### WHAT TO WORK ON
Lines of the records that hold the word "beard" are to be counted; give the number and nothing more.

### EXTRACTED MATERIAL
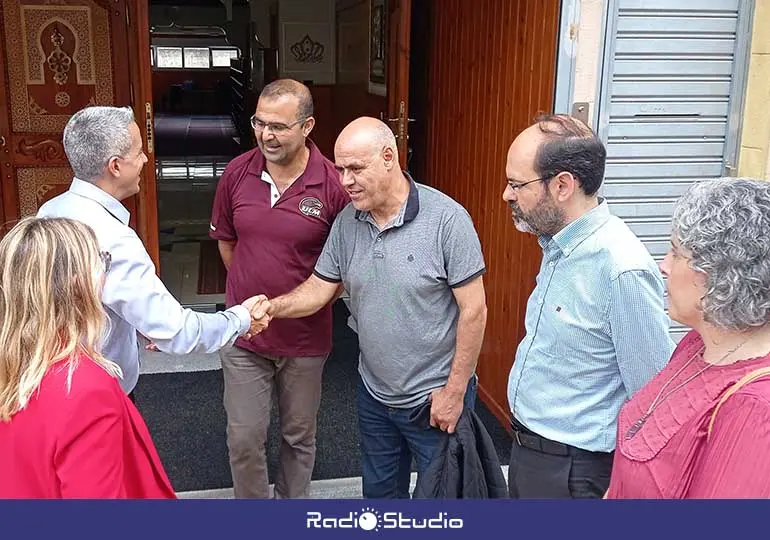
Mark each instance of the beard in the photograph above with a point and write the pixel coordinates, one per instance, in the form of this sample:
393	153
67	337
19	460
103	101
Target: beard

### TASK ANSWER
2